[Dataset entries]
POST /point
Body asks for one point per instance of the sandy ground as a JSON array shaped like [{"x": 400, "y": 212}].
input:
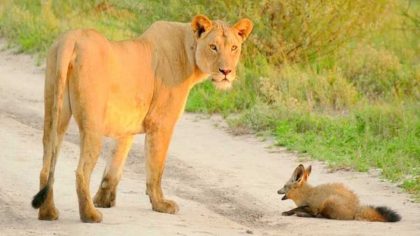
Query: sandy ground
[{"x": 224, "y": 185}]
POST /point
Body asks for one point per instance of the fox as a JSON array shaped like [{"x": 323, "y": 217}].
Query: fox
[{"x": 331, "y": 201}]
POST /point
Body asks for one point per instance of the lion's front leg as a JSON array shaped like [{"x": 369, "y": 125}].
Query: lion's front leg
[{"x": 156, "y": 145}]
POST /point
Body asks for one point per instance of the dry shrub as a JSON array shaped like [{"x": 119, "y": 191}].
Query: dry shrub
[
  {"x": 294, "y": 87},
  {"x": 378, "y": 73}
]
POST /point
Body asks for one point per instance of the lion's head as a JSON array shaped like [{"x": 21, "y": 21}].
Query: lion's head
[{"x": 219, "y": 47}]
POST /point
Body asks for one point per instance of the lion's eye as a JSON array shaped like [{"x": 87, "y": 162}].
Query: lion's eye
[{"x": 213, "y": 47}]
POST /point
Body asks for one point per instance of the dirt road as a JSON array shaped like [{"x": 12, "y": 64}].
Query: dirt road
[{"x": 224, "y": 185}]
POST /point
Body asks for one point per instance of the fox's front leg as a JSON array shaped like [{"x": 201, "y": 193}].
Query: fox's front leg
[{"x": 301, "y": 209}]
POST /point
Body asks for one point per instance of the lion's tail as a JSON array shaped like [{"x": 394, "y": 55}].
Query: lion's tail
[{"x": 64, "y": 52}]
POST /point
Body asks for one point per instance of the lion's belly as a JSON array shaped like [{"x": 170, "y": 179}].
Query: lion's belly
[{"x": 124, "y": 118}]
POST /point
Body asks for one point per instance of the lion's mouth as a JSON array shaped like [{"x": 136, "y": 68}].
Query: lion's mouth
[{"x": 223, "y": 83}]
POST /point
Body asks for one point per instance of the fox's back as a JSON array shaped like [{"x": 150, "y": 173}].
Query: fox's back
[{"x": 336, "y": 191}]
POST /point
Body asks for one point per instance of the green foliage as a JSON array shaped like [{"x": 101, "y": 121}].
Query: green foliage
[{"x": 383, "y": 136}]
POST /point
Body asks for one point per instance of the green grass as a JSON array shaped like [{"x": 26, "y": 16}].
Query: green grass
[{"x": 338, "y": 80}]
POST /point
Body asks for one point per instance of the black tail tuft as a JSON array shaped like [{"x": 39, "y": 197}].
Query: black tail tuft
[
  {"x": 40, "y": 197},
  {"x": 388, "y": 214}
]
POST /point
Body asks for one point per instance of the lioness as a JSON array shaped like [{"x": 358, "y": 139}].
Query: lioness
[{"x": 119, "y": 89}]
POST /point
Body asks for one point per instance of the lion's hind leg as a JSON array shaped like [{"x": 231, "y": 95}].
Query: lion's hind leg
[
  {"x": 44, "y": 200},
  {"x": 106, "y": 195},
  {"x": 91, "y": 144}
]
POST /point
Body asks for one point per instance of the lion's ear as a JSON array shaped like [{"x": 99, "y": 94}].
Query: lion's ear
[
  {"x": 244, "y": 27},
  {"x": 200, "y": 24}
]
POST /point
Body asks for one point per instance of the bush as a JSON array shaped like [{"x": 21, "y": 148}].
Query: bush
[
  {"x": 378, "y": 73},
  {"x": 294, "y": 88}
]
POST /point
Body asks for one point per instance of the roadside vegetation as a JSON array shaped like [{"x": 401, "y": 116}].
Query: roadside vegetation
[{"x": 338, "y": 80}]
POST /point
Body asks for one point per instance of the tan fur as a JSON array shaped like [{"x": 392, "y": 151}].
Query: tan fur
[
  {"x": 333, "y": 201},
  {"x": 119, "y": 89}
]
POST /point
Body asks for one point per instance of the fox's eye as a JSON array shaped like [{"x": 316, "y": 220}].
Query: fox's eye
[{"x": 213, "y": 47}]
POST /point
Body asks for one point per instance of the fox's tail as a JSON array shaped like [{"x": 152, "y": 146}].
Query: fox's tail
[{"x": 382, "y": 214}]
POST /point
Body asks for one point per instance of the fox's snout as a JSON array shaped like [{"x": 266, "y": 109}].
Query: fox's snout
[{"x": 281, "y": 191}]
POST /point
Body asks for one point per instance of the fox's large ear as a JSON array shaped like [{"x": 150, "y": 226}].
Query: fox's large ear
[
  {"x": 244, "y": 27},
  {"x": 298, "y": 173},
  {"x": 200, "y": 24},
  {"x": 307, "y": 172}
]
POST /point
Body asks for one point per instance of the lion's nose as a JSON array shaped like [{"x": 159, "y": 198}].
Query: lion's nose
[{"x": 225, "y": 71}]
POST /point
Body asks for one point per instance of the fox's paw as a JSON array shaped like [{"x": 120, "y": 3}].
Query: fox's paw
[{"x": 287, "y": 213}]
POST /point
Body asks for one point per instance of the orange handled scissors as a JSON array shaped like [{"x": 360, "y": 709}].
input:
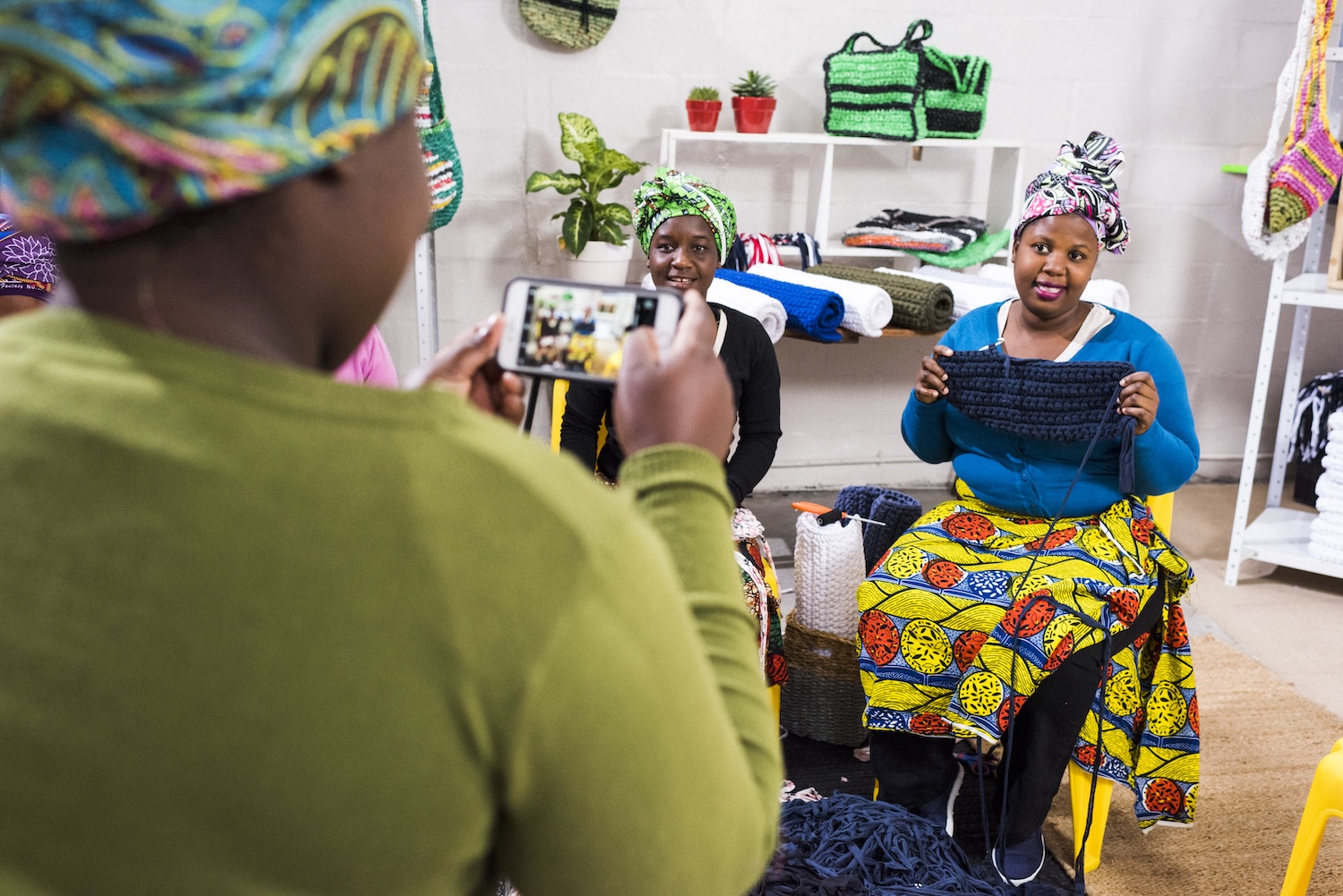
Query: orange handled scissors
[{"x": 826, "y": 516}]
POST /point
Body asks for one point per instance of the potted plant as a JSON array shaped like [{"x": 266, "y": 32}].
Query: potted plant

= Exercise =
Would you copy every line of the entries in which "plant" appears?

= Task solution =
Body asks for one point per instance of the potted plant as a JSON array shaped like [{"x": 266, "y": 32}].
Query: potted plant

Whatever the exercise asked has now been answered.